-- Description of the task --
Please reproduce the material from the line containing "Your objective is to locate every instance of seated" through the end, swapping "blue cone" for "orange cone" and leaving everything else unchanged.

%%

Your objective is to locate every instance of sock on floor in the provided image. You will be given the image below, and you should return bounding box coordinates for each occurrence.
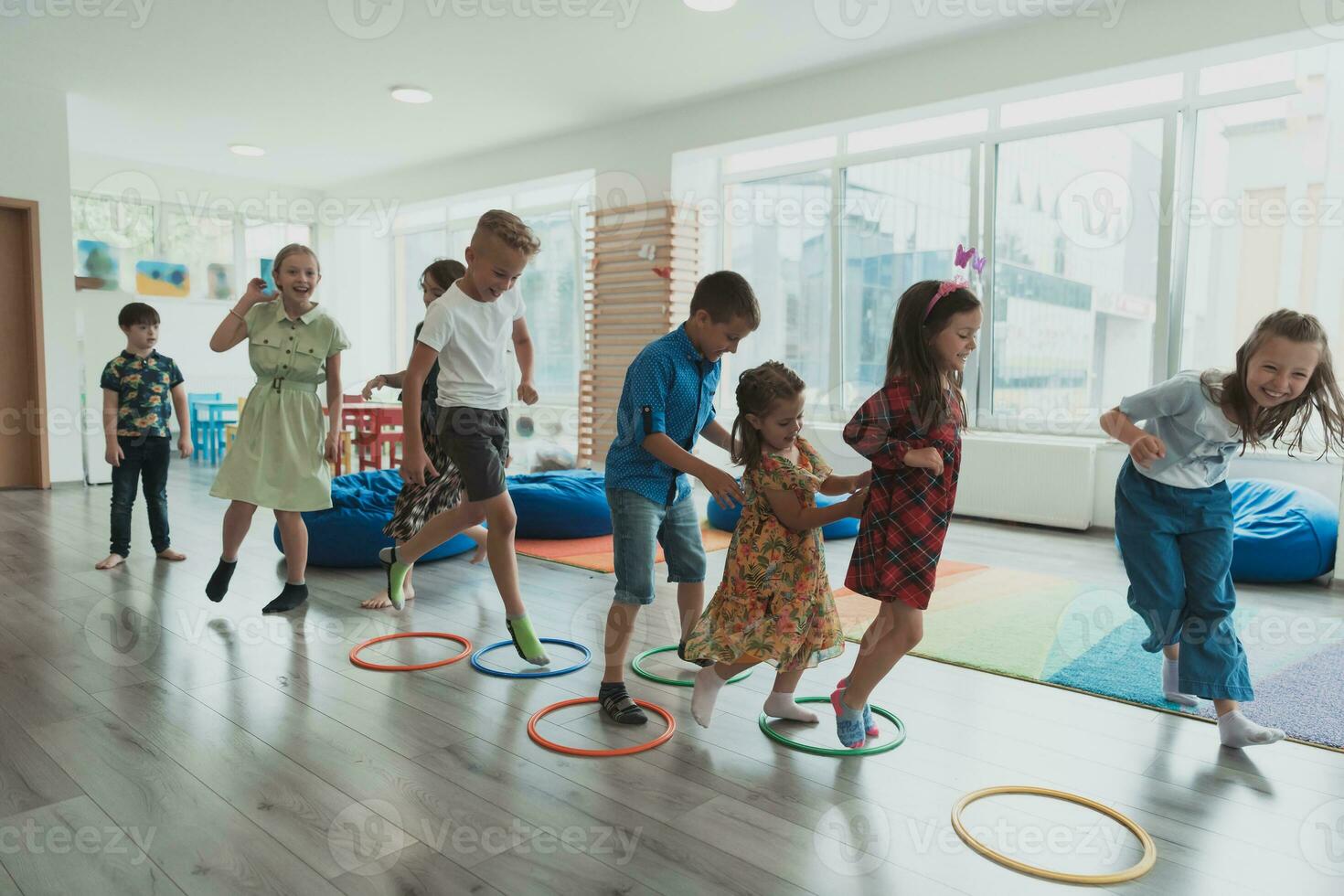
[691,665,723,728]
[261,581,308,613]
[378,544,412,610]
[504,613,551,667]
[206,558,238,603]
[764,690,820,725]
[830,688,864,750]
[597,681,649,725]
[1218,709,1284,750]
[836,676,881,738]
[1163,656,1199,707]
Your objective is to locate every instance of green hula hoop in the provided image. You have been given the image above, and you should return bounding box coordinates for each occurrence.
[760,698,906,756]
[630,644,752,688]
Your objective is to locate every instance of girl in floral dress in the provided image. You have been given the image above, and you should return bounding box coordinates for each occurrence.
[686,361,872,727]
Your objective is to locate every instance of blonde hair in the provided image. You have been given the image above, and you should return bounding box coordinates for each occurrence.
[472,208,541,258]
[270,243,323,277]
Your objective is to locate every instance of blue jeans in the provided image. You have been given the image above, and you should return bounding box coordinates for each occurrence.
[606,489,706,606]
[1115,461,1255,699]
[112,435,172,556]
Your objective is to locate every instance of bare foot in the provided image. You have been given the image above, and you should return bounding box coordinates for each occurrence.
[358,586,415,610]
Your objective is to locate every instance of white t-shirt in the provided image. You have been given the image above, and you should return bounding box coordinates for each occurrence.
[1120,371,1242,489]
[420,283,524,411]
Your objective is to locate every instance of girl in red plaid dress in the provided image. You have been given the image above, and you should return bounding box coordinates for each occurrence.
[830,280,981,750]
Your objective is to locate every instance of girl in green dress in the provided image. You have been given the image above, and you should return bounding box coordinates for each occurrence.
[206,243,349,613]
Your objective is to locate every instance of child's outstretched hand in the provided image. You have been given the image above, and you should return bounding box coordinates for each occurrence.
[243,277,275,305]
[906,447,942,475]
[402,447,438,485]
[844,486,869,517]
[358,373,387,401]
[700,467,747,510]
[1129,435,1167,467]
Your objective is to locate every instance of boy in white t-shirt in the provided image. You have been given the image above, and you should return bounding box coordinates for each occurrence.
[379,211,549,667]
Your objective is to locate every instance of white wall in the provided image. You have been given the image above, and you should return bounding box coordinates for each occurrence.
[0,82,83,482]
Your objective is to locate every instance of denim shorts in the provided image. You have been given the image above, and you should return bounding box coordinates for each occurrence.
[606,489,706,606]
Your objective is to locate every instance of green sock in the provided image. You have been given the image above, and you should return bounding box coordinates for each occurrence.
[504,613,551,667]
[378,546,412,610]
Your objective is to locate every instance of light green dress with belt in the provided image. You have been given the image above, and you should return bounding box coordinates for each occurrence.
[209,298,349,510]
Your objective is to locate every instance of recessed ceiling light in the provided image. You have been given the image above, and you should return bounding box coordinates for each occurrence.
[392,88,434,102]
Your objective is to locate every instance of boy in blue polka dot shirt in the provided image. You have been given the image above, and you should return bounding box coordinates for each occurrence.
[598,272,761,725]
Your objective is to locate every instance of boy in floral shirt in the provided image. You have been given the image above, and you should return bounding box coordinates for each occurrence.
[95,303,191,570]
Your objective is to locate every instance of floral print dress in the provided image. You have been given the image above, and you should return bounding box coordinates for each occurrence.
[686,438,844,672]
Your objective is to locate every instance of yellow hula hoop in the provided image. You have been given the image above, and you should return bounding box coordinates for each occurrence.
[952,787,1157,884]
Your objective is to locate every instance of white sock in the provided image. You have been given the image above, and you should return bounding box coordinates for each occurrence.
[1163,656,1199,707]
[1218,709,1284,748]
[764,690,818,725]
[691,667,723,728]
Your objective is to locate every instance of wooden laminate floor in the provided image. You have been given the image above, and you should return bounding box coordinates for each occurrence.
[0,464,1344,896]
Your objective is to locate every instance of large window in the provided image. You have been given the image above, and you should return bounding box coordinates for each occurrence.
[990,121,1163,423]
[837,149,972,400]
[1180,48,1344,368]
[709,35,1344,434]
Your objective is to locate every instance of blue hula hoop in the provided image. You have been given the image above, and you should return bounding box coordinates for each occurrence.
[472,638,592,678]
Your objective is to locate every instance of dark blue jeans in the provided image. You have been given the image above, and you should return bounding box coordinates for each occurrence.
[112,435,172,556]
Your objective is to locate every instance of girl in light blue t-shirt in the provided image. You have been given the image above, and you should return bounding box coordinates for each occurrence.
[1101,310,1344,747]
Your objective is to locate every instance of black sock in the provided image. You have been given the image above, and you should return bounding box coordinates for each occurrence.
[206,558,238,603]
[261,581,308,613]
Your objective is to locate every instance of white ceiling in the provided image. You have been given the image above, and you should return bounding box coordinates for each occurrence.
[0,0,1048,189]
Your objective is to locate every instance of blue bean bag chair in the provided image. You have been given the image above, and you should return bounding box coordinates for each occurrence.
[508,470,612,539]
[272,470,475,567]
[706,480,859,541]
[1227,480,1339,581]
[1117,480,1339,581]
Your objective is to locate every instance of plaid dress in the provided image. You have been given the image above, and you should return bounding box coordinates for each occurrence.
[844,376,961,610]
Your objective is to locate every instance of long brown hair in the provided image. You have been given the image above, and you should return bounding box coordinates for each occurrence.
[887,280,980,430]
[732,361,806,475]
[1200,307,1344,457]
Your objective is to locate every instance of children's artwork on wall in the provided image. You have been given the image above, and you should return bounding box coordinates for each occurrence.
[75,240,121,290]
[206,264,234,300]
[135,262,191,298]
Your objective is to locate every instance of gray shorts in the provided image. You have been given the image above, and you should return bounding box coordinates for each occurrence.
[438,407,508,501]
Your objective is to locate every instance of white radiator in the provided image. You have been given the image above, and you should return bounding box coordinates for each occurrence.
[955,432,1097,529]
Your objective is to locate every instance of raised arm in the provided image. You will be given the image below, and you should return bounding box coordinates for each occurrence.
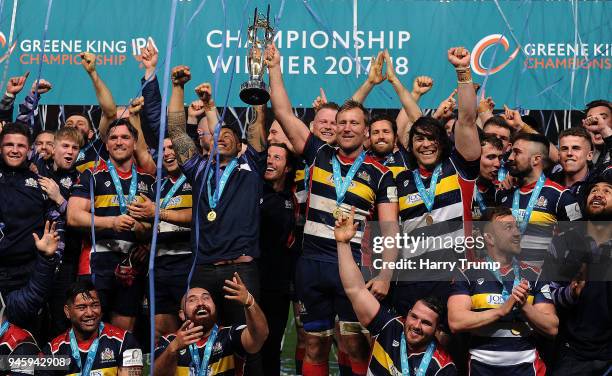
[265,43,310,154]
[140,37,162,148]
[168,65,198,165]
[448,47,481,161]
[334,208,380,326]
[195,82,219,135]
[223,273,269,354]
[447,295,515,333]
[247,106,266,152]
[351,51,387,103]
[80,52,117,142]
[478,97,495,128]
[128,97,156,175]
[512,281,559,337]
[384,50,424,147]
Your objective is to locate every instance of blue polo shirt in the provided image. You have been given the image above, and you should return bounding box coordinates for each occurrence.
[181,146,265,265]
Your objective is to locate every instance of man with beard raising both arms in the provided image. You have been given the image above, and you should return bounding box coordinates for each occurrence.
[266,44,397,375]
[67,119,155,330]
[389,47,481,320]
[472,135,504,221]
[334,208,457,376]
[495,132,582,267]
[154,273,268,376]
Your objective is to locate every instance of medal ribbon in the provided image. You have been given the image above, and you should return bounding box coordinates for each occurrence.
[512,174,546,234]
[0,321,11,338]
[304,164,310,192]
[70,323,104,376]
[189,324,219,376]
[206,158,238,210]
[400,332,436,376]
[486,256,521,302]
[332,151,365,206]
[160,174,187,209]
[76,140,96,162]
[106,159,138,214]
[412,163,442,212]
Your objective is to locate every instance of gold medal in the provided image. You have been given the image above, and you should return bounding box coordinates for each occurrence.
[425,214,433,226]
[332,206,342,219]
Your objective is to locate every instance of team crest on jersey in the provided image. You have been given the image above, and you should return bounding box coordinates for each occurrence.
[60,177,72,189]
[535,196,548,209]
[357,171,371,183]
[25,178,38,188]
[406,193,423,204]
[138,181,149,192]
[100,347,115,362]
[168,196,183,207]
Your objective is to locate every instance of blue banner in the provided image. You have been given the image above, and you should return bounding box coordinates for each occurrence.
[0,0,612,109]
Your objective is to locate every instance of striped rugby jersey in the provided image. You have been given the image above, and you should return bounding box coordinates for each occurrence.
[155,325,246,376]
[153,176,192,276]
[74,138,108,173]
[368,307,457,376]
[303,134,397,263]
[41,323,143,376]
[396,149,480,280]
[472,178,495,221]
[71,160,155,276]
[368,146,408,179]
[495,178,582,266]
[451,260,553,375]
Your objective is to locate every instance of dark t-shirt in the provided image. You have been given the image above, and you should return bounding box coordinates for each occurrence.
[181,146,263,264]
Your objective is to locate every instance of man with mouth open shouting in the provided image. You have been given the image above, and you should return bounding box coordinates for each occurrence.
[334,208,457,376]
[154,273,268,376]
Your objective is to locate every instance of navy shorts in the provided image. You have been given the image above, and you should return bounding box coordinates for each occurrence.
[295,257,358,333]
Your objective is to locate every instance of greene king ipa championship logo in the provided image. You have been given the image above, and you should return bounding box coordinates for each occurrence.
[471,34,612,76]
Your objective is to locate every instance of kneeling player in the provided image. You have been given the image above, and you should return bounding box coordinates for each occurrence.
[43,281,142,376]
[334,208,457,376]
[448,206,559,376]
[154,273,268,376]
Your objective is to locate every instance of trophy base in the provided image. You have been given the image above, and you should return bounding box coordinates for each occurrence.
[240,80,270,106]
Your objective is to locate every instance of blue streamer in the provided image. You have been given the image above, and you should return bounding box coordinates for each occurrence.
[149,0,178,376]
[303,0,393,99]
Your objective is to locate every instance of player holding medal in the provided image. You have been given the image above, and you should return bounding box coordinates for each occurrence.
[334,208,457,376]
[448,206,559,376]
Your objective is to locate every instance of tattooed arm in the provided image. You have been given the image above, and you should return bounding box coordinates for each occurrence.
[168,65,198,165]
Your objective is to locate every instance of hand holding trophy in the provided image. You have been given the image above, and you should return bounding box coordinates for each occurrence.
[240,5,274,106]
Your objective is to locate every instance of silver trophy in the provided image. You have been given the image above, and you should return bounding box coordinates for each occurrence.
[240,5,274,106]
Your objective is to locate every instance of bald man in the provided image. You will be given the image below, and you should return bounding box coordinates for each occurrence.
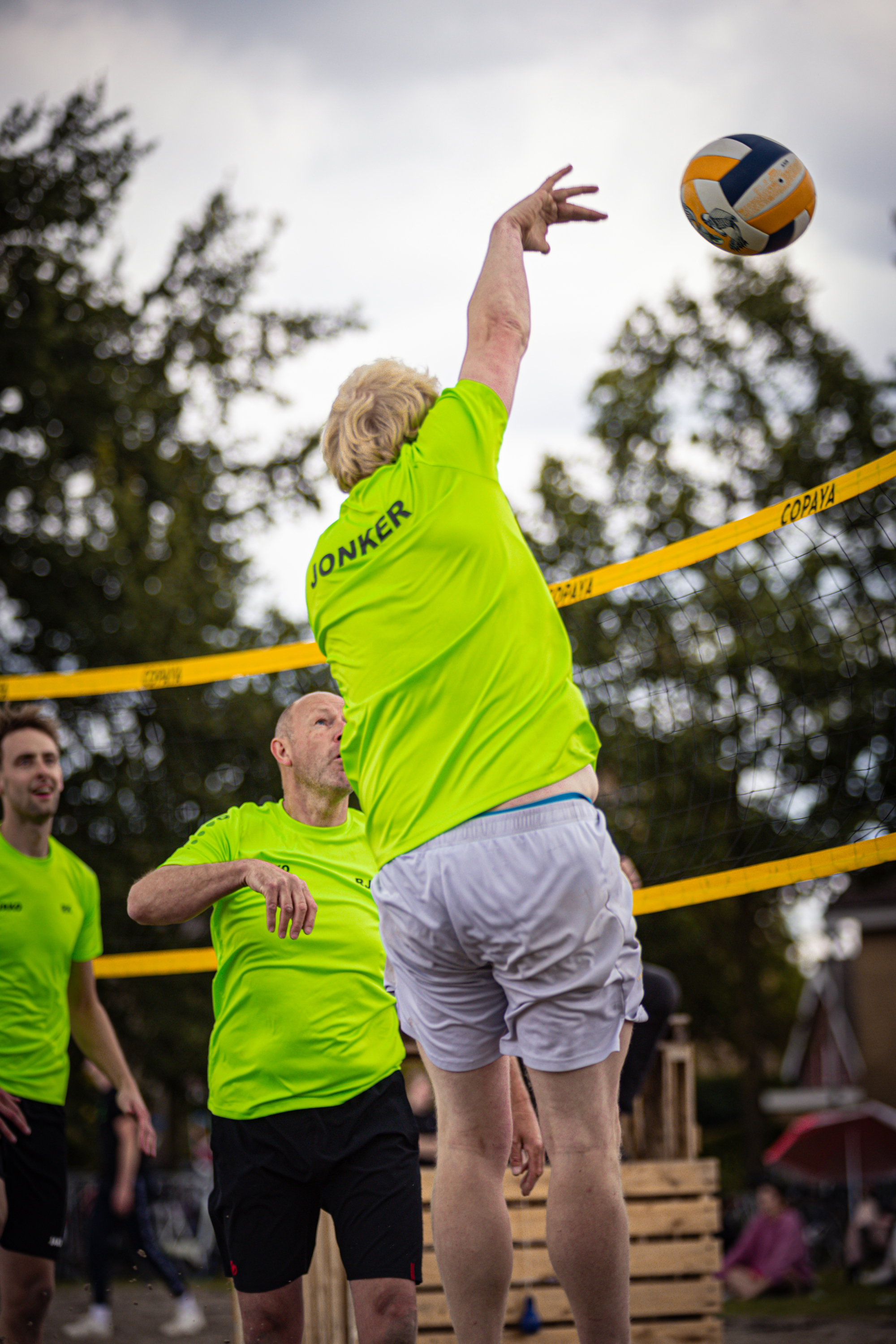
[128,691,422,1344]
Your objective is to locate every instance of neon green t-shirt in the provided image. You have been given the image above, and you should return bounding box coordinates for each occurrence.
[0,836,102,1106]
[306,380,599,866]
[168,802,405,1120]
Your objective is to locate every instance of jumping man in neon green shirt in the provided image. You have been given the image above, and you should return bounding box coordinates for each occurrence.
[306,169,641,1344]
[0,704,156,1344]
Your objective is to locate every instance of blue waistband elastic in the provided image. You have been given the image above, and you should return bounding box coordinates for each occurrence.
[470,793,594,820]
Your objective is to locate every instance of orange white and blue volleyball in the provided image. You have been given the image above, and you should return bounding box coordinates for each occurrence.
[681,136,815,257]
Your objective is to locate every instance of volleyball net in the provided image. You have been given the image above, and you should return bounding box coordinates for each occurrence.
[0,453,896,977]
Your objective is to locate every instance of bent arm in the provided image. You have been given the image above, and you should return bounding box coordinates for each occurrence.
[128,859,317,938]
[69,961,156,1157]
[128,859,249,925]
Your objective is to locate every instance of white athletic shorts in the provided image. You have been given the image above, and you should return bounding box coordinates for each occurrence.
[372,798,646,1073]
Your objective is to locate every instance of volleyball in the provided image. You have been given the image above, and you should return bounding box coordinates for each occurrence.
[681,136,815,257]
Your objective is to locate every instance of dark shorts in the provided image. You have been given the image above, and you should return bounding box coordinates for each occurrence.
[0,1098,66,1261]
[208,1073,423,1293]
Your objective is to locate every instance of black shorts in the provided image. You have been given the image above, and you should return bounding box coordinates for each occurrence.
[0,1098,66,1261]
[208,1073,423,1293]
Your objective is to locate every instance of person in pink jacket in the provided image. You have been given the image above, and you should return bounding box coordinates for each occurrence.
[720,1184,814,1298]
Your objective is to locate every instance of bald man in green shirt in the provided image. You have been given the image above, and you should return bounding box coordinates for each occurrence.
[128,691,537,1344]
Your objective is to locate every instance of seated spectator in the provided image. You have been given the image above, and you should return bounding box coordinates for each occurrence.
[719,1183,814,1298]
[407,1067,437,1167]
[844,1187,896,1288]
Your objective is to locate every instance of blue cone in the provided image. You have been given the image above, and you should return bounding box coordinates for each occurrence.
[516,1297,541,1335]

%%

-- Output of the task --
Your objective is to locate every instance of seated spectator in the provided image. You have been given the image above, and you should return bounding box coordinates for each occurrence.
[719,1183,814,1298]
[407,1067,437,1167]
[844,1187,896,1288]
Your objective is to locate every instance of orange cone in the provided image. You have been given the image above, and you should return bounding box coordinates for each occurrence.
[516,1297,541,1335]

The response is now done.